▶ **SUPPLIED ENTRIES**:
★ ★ ★ ★ ★ ★ ★

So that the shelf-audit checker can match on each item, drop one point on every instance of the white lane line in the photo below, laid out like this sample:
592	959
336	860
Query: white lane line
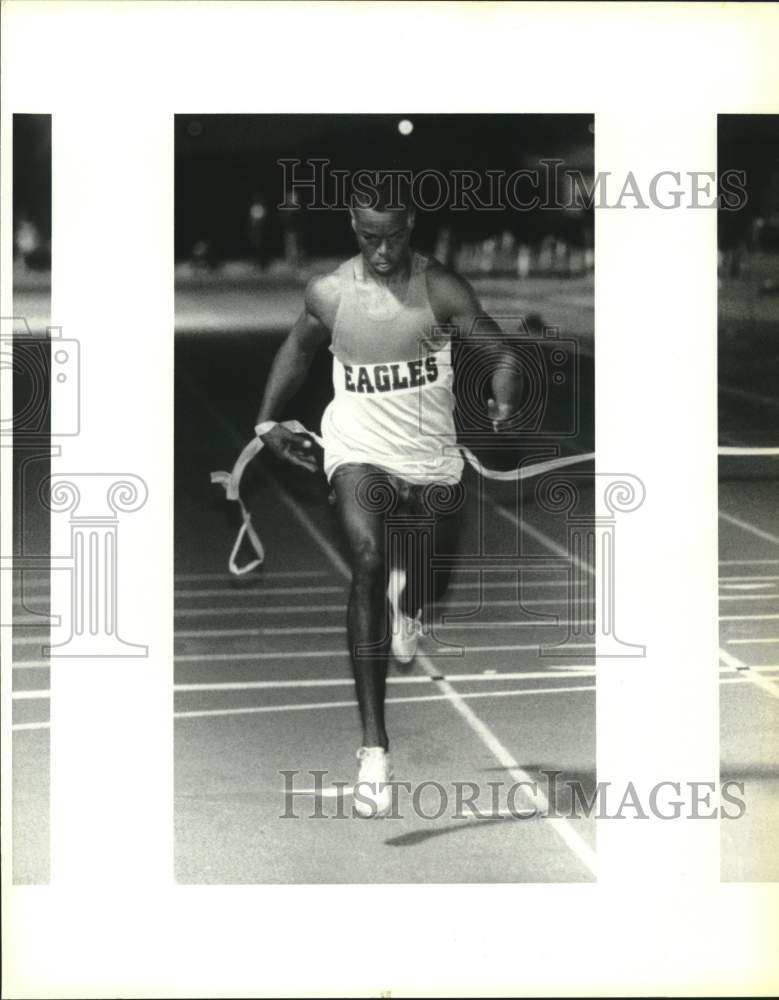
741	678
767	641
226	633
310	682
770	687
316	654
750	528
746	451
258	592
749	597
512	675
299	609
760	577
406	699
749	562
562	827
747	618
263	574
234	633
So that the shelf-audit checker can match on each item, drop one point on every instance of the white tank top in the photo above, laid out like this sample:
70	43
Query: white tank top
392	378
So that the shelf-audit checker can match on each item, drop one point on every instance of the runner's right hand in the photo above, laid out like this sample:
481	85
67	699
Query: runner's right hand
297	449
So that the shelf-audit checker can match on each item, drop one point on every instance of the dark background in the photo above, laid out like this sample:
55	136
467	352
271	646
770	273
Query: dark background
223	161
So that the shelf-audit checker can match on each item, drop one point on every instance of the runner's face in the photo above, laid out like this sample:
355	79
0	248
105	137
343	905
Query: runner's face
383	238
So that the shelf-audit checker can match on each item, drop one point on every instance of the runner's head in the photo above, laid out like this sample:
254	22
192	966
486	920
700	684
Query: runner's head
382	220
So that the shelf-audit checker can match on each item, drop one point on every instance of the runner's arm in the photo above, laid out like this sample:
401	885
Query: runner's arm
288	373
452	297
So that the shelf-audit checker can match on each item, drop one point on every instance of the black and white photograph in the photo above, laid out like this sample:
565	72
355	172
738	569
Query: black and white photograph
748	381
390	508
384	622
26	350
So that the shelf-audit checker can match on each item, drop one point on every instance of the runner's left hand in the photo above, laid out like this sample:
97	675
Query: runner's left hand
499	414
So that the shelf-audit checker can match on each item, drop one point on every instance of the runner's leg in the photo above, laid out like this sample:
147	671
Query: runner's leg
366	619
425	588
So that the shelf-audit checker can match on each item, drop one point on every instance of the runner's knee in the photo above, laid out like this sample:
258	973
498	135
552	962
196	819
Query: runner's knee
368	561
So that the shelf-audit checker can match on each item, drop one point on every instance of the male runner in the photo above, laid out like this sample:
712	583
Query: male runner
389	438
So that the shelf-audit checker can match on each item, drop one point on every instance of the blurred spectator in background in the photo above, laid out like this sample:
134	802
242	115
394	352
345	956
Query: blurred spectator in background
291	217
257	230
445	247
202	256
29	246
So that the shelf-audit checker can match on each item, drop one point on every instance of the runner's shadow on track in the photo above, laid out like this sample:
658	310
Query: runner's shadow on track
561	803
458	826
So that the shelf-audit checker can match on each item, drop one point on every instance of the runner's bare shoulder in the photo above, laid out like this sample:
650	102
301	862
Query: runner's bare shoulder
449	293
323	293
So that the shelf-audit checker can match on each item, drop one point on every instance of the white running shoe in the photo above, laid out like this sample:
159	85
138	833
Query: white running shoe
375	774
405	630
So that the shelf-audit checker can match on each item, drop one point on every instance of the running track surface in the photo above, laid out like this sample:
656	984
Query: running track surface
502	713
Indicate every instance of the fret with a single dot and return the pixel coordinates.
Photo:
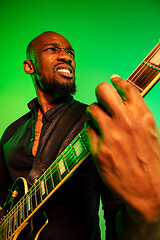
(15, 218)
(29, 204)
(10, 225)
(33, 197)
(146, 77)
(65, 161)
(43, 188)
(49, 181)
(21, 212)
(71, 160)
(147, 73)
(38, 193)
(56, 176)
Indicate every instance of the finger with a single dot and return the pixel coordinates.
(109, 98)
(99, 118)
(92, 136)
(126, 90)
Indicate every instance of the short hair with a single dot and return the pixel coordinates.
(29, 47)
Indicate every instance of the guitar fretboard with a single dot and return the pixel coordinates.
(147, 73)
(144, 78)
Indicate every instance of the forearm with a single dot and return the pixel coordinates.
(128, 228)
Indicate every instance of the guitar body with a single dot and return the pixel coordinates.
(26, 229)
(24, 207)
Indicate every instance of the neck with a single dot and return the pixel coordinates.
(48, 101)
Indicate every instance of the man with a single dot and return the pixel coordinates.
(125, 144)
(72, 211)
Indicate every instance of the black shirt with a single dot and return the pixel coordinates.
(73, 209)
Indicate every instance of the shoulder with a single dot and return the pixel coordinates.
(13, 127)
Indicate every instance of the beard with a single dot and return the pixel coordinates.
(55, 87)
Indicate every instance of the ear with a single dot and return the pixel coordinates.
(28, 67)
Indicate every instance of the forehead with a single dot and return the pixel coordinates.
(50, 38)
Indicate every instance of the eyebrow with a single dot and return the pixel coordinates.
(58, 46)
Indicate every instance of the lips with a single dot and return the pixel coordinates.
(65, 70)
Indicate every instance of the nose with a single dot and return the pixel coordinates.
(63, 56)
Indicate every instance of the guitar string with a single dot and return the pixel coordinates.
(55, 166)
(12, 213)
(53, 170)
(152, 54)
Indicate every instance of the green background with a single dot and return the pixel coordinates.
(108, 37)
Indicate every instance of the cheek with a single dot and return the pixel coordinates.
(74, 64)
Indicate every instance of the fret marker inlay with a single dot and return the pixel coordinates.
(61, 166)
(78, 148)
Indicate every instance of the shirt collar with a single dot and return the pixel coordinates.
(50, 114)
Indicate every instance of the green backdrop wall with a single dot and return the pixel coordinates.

★ ★ ★ ★ ★ ★ ★

▶ **GOAL OF THE EXERCISE**: Before duplicating the entries above, strip out the pictures and keep the rest exact.

▶ **RESPONSE TO THE EXERCISE**:
So that the shelf-audit checker can match on each item, drop one point on every instance of the white lane line in the photo below, laid out like this sample:
592	959
336	860
Query: white lane line
741	678
767	641
226	633
310	682
770	687
316	654
750	528
746	451
258	592
749	597
512	675
299	609
760	577
406	699
749	562
562	827
747	618
263	574
234	633
So that the shelf-audit checker can match on each item, drop one point on every instance of the white tank top in the photo above, laid out like this sample:
70	43
Query: white tank top
392	378
So that the shelf-audit checker can match on each item, drop one point on every instance of the runner's right hand in the photo above, laid out like this sample:
481	85
67	699
Query: runner's right hand
297	449
So that the shelf-audit checker can match on each item, drop one point on every instance of the dark background in the photo above, laid out like this sample:
55	136
467	352
271	646
770	273
Query: dark background
223	161
So that the shelf-audit checker can match on each item, drop one point on every instance of the runner's face in the photo above, laid out like this sample:
355	79
0	248
105	137
343	905
Query: runner's face
383	238
So that the shelf-audit checker can match on each item, drop one point on every instance of the runner's head in the photo above, laid out like this sample:
254	22
192	966
486	920
700	684
Query: runner's head
382	220
So that the shelf-audit checker can match on each item, drop one point on every instance of the runner's arm in the photo above, laid out like this sample:
401	885
Query: runner's arm
288	373
452	297
So that the shelf-audit checker can match on each item, drop one point on every instance of the black and white photograph in the photo above, laid out like this sample:
565	72
355	172
738	569
Query: black and white photograph
748	381
390	508
384	622
26	350
So that the shelf-audit checker can match on each item, drop one point on every instance of the runner's left hand in the photo above, laid out like this sample:
97	675
Query: runner's left hand
499	414
So that the shelf-audit checker can match on each item, drop one point on every instance of the runner's leg in the photo above, laid out like this sample:
147	671
Query: runner's leg
366	619
425	588
So that the shelf-audit checker can match on each item, drop one point on every instance of the runner's knee in the photo above, laid out like this sample:
258	973
498	135
552	962
196	819
Query: runner's knee
368	561
So that the shelf-audit checker can match on each item, drop one point on every instance of the male runner in the photo above, laid out like this sample:
712	583
Query: male runner
389	438
So that the shelf-audit checker can match on each item, drop one point on every instance of the blurred spectator in background in the photo above, laid out like this sample:
134	802
242	115
394	352
345	956
Query: blurred spectator in background
291	217
257	230
445	247
202	256
29	246
So that the shelf-audit checker can match on each item, drop one point on every instance of the runner's shadow on track in the photo above, laid out like this sample:
658	310
Query: runner's shadow on track
561	803
458	826
So that the shelf-audit checker can match on each item, drop one point on every instance of the runner's bare shoulder in the photo above, laid out like this sample:
650	102
301	862
Query: runner's bare shoulder
449	293
323	293
So that the shelf-audit checker can match on each item, drop one point on every instance of the white running shoe in the photo above, laid out like this sample:
159	85
138	833
Query: white running shoe
375	774
405	630
So that the shelf-audit checker can match on each item, drop one point on every instance of the running track surface in the photo above, laid out like this sample:
656	984
Query: running track surface
502	713
Indicate every instance of the fret with a single dot and return the pixel coordinates.
Photo:
(15, 218)
(29, 204)
(10, 225)
(33, 197)
(146, 77)
(65, 161)
(43, 188)
(49, 181)
(21, 212)
(71, 160)
(147, 73)
(38, 193)
(56, 176)
Indicate every instance of the finger with a single dot and return the pixel coordinates.
(109, 98)
(99, 118)
(92, 136)
(126, 90)
Indicate every instance of the short hair with a single dot and return the pixel coordinates.
(29, 47)
Indicate every instance of the guitar fretboard with a single dot and return the pixel coordinates.
(147, 73)
(144, 78)
Indicate every instance of the forearm with a single dot and return the pixel coordinates.
(128, 228)
Indicate every instance of the guitar body with a single dot and return the pixel coordinates.
(26, 229)
(24, 207)
Indicate every instance of the neck with a single dot and return the pixel coordinates.
(48, 101)
Indicate every instance of the man with a single dot and return the pixel coordinates.
(125, 144)
(72, 211)
Indicate every instance of the black shirt with a single dot and return the pixel coordinates.
(73, 209)
Indicate every instance of the shoulder with a single dot and return the pixel coordinates.
(13, 127)
Indicate every instance of the beard with a single dot and return the pixel coordinates.
(55, 87)
Indicate every instance of the ear with a single dot and return the pixel coordinates.
(28, 67)
Indicate every instance of the forehead with a single dot and return the pixel coordinates.
(50, 38)
Indicate every instance of the eyebrow with a single dot and return the pixel coordinates.
(58, 46)
Indicate every instance of the lips with a single dot and return the pixel coordinates.
(65, 70)
Indicate every instance of the nose with a single dot and return the pixel coordinates.
(63, 56)
Indicate every instance of the guitar string with a single dot and return the pixel coordinates.
(55, 166)
(12, 213)
(53, 170)
(152, 54)
Indicate every instance of the green background with a single dot and return the pixel coordinates.
(108, 37)
Indicate every instance of the cheek with a single dot and return the pixel coordinates.
(74, 64)
Indicate every instance of the fret marker inlay with a single dot and return the pixel coordinates.
(61, 166)
(78, 148)
Indicate every instance of the shirt collar with a single dot and return the pixel coordinates.
(50, 114)
Indicate every instance of the green backdrop wall with a single dot and return the pixel coordinates.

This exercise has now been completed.